(Work required) Output every line of the entries from the line containing "point: book on shelf" through the last, exactly, with no other content.
>> Begin
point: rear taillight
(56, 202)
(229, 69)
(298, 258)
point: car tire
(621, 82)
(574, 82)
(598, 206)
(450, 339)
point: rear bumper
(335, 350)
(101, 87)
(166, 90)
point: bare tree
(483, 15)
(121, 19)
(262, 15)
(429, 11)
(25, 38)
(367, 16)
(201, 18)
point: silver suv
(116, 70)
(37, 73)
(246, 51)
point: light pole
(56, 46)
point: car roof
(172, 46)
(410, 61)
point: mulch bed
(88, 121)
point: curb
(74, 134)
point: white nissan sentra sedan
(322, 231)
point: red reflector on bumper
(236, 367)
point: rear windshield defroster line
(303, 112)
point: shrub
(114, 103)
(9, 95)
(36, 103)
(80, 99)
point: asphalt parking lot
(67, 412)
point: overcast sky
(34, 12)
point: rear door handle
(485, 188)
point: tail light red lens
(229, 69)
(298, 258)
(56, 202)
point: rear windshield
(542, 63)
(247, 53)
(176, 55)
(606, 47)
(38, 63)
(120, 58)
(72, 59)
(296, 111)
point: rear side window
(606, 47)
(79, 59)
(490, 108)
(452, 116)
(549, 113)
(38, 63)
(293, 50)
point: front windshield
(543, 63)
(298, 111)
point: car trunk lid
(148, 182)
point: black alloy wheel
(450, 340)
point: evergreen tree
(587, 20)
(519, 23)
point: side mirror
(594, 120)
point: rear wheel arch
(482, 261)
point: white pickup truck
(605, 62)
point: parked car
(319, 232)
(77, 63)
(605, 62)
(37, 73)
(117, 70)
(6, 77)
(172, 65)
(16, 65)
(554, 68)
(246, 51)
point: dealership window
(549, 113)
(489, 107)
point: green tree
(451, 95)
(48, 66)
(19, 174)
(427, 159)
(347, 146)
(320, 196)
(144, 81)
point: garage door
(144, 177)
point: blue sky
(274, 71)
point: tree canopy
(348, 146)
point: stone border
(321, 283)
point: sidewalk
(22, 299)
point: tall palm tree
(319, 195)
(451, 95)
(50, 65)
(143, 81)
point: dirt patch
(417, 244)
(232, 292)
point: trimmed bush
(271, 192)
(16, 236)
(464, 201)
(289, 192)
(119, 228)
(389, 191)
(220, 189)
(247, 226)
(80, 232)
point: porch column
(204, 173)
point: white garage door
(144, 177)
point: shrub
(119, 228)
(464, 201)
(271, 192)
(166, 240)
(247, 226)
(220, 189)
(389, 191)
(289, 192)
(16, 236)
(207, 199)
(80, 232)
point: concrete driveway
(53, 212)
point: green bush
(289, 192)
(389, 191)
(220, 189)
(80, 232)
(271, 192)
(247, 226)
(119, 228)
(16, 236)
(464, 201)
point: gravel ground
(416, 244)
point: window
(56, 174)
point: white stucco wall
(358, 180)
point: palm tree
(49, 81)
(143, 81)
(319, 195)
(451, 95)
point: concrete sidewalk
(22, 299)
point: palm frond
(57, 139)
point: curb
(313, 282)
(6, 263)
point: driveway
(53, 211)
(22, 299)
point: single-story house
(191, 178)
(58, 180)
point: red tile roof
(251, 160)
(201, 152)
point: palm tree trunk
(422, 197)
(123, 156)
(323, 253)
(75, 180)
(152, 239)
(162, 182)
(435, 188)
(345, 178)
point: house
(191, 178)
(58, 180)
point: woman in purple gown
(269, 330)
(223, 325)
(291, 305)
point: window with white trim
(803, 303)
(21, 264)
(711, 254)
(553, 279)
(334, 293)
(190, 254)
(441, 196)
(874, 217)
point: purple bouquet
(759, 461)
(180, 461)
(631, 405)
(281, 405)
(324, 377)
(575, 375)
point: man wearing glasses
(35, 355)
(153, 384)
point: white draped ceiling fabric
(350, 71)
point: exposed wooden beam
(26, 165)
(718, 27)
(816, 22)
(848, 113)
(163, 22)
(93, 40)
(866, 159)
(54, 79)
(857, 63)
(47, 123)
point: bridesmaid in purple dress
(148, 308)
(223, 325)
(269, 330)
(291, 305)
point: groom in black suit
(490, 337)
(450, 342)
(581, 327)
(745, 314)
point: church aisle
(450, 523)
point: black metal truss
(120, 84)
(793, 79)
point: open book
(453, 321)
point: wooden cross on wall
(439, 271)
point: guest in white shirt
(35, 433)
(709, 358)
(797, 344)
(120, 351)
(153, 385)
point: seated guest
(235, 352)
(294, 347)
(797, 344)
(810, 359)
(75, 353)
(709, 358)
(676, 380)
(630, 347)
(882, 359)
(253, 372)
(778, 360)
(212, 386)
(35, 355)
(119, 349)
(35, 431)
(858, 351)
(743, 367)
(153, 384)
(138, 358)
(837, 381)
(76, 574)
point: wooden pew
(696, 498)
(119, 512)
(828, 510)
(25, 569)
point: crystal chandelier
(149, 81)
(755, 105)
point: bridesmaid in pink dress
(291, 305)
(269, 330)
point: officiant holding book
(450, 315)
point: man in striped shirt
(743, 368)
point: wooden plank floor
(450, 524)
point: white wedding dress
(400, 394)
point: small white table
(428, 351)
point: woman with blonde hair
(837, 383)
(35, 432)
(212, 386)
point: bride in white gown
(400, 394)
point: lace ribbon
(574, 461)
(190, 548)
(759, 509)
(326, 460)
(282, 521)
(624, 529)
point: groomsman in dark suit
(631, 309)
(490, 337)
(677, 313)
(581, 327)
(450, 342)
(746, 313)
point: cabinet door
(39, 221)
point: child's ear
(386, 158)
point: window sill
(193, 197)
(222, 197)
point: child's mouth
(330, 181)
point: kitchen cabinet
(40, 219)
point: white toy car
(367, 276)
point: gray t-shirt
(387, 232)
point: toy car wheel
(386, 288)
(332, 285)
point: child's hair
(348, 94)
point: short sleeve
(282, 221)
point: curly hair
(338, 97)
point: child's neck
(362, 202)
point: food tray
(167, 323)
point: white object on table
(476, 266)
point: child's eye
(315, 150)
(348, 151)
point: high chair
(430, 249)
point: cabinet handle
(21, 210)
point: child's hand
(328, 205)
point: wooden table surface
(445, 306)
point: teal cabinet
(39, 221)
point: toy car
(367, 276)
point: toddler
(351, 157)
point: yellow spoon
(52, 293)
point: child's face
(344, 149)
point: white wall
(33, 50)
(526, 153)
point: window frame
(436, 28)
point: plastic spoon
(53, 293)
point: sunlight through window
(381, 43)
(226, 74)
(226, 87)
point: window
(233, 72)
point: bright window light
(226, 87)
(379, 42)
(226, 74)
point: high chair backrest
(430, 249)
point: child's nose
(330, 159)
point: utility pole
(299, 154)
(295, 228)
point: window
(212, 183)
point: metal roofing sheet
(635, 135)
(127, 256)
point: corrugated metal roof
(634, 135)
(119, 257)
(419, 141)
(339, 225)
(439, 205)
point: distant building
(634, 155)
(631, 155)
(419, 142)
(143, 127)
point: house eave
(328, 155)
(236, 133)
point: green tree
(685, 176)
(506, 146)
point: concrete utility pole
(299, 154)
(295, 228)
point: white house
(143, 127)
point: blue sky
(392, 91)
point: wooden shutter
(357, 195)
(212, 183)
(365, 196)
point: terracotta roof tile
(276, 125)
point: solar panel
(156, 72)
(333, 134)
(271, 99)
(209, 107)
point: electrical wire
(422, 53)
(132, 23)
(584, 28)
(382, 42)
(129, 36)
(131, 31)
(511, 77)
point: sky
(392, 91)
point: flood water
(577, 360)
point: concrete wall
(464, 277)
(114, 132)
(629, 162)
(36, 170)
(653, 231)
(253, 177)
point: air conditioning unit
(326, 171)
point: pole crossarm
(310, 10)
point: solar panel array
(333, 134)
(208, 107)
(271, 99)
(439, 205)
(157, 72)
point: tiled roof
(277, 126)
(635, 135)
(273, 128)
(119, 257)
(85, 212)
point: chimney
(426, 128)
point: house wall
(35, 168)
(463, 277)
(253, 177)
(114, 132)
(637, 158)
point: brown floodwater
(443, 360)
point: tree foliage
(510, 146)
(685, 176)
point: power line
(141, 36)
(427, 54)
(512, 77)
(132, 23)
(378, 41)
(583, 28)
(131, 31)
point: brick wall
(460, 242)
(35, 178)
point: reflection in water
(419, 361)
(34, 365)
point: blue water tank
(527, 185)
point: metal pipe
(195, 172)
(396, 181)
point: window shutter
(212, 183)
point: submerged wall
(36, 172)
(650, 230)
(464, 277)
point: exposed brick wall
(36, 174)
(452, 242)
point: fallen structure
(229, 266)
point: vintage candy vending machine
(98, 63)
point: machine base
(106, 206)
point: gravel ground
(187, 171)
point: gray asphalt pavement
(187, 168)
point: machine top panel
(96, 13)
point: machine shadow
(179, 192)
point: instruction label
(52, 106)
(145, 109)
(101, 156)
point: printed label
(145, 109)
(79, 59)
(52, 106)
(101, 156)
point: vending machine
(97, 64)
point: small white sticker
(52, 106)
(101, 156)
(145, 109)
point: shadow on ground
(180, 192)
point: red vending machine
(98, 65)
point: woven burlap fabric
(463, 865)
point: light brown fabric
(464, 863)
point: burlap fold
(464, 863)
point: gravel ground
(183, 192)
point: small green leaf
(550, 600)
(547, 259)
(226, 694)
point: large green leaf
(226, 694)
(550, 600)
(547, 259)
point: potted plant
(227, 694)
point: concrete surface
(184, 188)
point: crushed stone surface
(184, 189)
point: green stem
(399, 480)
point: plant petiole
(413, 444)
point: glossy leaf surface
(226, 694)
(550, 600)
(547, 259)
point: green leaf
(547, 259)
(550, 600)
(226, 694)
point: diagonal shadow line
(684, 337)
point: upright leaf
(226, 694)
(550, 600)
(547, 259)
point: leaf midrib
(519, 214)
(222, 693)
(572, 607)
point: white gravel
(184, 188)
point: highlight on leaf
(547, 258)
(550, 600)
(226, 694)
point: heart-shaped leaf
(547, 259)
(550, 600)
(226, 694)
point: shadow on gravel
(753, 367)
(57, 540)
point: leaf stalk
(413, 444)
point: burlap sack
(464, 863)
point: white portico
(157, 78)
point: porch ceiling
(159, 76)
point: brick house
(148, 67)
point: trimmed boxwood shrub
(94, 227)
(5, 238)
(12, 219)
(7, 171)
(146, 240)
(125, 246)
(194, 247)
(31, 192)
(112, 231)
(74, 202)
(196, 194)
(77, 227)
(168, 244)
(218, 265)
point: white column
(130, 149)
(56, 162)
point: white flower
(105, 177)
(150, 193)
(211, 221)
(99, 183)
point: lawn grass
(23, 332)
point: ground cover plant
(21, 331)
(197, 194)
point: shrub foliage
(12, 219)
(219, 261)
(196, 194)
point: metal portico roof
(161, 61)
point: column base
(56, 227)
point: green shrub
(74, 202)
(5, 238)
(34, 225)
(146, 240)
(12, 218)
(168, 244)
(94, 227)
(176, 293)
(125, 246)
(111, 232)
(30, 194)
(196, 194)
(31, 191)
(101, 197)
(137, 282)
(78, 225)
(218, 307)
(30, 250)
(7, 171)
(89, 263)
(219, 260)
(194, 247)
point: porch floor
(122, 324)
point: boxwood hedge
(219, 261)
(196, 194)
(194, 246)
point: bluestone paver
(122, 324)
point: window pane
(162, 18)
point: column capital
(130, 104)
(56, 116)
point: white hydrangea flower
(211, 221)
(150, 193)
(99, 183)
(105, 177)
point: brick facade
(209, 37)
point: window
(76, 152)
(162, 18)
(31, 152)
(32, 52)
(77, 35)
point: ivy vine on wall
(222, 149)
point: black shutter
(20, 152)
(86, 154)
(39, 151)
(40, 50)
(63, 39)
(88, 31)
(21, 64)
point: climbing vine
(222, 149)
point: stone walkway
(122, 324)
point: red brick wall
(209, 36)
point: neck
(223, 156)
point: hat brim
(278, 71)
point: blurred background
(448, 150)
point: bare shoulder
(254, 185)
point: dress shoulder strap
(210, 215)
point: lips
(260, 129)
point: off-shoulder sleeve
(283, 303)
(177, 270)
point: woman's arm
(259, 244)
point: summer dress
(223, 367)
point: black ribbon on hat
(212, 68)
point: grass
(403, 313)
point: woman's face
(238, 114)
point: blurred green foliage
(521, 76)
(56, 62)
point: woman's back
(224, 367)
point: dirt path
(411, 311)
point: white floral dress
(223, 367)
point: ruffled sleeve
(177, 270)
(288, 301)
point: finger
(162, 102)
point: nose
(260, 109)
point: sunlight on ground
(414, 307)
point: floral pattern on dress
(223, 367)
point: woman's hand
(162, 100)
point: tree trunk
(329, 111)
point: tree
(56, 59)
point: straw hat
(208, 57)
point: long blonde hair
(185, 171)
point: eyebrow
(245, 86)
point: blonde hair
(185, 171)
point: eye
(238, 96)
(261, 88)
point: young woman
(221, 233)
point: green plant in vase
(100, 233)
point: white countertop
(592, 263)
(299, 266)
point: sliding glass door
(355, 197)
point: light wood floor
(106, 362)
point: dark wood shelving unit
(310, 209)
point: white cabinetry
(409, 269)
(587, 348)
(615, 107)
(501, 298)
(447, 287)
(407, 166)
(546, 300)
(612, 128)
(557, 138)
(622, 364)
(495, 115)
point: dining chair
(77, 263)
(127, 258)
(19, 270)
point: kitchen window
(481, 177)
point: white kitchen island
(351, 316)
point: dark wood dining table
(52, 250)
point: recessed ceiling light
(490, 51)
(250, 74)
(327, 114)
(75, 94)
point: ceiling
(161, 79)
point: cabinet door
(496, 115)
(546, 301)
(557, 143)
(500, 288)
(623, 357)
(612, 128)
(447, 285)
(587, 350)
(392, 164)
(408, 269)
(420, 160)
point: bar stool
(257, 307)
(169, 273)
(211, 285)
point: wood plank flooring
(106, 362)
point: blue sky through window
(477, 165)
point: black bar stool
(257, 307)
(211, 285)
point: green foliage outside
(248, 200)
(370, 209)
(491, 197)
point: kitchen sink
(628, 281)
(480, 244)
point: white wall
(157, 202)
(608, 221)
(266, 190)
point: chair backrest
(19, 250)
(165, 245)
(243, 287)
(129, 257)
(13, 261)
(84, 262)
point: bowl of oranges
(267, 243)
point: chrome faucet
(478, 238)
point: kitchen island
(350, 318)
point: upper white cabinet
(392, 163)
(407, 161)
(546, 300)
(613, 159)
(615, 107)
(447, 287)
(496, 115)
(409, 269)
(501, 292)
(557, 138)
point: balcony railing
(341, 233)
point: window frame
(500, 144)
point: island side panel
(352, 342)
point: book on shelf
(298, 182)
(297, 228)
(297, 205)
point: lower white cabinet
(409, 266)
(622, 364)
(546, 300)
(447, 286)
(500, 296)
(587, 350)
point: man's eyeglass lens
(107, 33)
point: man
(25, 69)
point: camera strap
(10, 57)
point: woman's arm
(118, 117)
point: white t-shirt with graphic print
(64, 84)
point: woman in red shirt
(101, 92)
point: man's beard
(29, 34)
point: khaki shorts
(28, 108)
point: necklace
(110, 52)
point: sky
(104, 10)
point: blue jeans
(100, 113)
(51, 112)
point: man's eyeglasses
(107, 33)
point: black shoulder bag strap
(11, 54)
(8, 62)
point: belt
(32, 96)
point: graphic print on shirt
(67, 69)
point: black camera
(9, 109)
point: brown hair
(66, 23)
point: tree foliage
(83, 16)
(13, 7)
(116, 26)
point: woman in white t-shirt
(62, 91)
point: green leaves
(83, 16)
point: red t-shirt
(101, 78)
>> End
(The completed task)
point: book on shelf
(298, 182)
(297, 228)
(297, 205)
point: lower white cabinet
(409, 266)
(622, 364)
(546, 300)
(447, 286)
(500, 296)
(587, 350)
point: man's eyeglass lens
(107, 33)
point: man
(25, 69)
point: camera strap
(10, 57)
point: woman's arm
(118, 117)
point: white t-shirt with graphic print
(64, 84)
point: woman in red shirt
(101, 92)
point: man's beard
(29, 34)
point: khaki shorts
(28, 108)
point: necklace
(110, 52)
point: sky
(104, 10)
point: blue jeans
(100, 113)
(51, 112)
point: man's eyeglasses
(107, 33)
point: black shoulder bag strap
(11, 54)
(8, 62)
point: belt
(32, 96)
point: graphic print on shirt
(67, 69)
point: black camera
(9, 109)
point: brown hair
(66, 23)
point: tree foliage
(83, 16)
(13, 7)
(116, 26)
point: woman in white t-shirt
(62, 91)
point: green leaves
(83, 16)
point: red t-shirt
(101, 78)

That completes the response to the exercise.